[Point annotation dataset records]
———
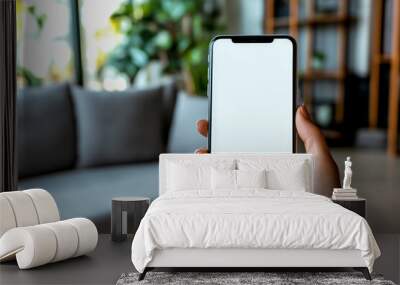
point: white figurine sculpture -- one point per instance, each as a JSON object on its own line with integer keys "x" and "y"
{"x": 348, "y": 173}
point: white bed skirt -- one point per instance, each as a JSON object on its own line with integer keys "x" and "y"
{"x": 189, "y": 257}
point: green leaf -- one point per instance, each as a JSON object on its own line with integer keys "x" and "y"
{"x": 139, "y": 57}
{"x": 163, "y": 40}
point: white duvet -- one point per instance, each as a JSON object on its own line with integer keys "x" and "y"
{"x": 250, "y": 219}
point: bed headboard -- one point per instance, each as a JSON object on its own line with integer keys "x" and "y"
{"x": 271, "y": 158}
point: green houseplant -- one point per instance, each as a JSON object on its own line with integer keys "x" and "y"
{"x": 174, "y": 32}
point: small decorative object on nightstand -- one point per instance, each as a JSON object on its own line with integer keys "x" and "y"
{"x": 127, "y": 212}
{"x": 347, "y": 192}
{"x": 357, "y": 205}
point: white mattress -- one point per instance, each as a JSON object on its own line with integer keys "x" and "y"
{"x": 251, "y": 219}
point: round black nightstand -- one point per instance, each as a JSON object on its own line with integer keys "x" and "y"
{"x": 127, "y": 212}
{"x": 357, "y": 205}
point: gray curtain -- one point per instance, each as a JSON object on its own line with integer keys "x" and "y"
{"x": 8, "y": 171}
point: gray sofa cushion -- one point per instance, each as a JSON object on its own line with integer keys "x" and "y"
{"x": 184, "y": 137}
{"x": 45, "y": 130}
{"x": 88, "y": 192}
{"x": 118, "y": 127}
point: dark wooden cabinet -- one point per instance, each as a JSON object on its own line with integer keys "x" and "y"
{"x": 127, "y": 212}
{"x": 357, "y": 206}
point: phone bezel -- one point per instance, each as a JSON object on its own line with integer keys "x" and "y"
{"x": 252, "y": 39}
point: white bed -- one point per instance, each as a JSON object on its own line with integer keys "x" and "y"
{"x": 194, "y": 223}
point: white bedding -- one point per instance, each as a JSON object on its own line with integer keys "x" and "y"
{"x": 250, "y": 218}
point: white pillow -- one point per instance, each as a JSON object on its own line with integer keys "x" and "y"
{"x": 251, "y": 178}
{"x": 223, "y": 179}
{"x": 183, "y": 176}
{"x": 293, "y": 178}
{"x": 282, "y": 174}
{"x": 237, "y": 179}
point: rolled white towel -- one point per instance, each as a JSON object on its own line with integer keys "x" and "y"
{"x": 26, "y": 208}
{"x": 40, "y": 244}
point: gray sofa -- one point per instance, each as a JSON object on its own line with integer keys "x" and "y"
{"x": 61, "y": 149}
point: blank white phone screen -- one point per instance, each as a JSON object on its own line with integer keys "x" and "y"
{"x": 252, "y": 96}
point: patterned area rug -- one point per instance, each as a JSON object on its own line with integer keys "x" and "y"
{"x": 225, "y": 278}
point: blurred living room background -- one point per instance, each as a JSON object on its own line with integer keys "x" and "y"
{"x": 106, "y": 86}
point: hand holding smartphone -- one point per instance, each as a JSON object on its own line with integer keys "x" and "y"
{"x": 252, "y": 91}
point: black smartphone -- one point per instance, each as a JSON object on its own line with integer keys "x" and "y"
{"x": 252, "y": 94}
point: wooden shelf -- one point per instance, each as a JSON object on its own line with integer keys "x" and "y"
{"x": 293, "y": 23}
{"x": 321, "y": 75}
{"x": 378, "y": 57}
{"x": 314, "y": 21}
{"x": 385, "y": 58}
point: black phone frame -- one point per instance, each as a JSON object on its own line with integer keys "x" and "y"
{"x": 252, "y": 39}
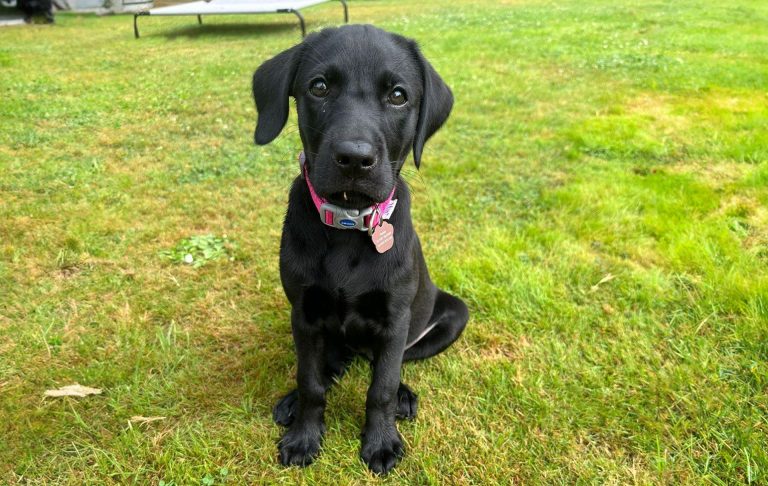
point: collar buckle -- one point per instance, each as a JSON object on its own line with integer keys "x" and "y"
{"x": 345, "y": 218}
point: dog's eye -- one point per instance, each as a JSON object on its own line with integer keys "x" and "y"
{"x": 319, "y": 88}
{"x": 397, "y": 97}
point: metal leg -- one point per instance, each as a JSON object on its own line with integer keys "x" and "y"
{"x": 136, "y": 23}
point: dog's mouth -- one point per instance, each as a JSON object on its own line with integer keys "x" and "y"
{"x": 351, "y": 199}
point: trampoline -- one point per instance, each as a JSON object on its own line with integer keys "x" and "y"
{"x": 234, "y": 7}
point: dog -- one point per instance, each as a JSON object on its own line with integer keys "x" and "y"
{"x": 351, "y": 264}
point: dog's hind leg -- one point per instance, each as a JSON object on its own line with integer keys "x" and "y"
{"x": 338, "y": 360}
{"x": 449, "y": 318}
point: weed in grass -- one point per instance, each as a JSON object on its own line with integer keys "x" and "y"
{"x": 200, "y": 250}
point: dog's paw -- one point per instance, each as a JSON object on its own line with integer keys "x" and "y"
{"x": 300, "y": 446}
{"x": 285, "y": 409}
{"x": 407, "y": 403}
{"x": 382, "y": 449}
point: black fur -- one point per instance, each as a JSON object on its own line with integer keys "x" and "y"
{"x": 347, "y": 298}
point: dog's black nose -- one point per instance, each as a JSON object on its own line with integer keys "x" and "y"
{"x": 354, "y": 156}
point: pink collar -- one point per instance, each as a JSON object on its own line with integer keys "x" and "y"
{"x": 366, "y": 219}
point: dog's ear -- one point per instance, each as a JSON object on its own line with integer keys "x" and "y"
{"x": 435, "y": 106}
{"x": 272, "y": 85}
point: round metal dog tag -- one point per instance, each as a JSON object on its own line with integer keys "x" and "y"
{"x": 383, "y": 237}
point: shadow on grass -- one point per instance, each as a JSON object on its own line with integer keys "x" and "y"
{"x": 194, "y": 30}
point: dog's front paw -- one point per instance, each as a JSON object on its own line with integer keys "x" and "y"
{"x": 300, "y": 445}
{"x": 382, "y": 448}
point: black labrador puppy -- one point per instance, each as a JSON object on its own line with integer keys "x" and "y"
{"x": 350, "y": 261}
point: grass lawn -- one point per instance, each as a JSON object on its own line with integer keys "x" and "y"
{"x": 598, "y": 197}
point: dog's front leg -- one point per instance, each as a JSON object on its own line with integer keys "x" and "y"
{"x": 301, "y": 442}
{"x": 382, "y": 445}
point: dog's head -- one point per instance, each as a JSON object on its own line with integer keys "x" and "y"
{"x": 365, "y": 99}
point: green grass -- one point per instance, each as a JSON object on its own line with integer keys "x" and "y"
———
_What you are asked to do_
Print again the material above, limited to the lines from the one holding "point: black labrador" through the last, inclusive.

_Answer for the task_
point: black labrador puppy -- one point per instance, each as a JSON object on its own line with integer keys "x" and "y"
{"x": 350, "y": 261}
point: grass lawn -- one point per instance, each as a JSON object on its own line with integer keys "x" and "y"
{"x": 598, "y": 197}
point: dog's front leg -- one point per instance, each as a JSON object on its own line with integer keys "x" and "y"
{"x": 301, "y": 442}
{"x": 382, "y": 445}
point: dog's head -- one point per instance, each as a JSON object on its own line with integer keys "x" and "y"
{"x": 365, "y": 99}
point: green grass -- one point per instance, each as a JSON object on its own line with integer keys "x" and "y"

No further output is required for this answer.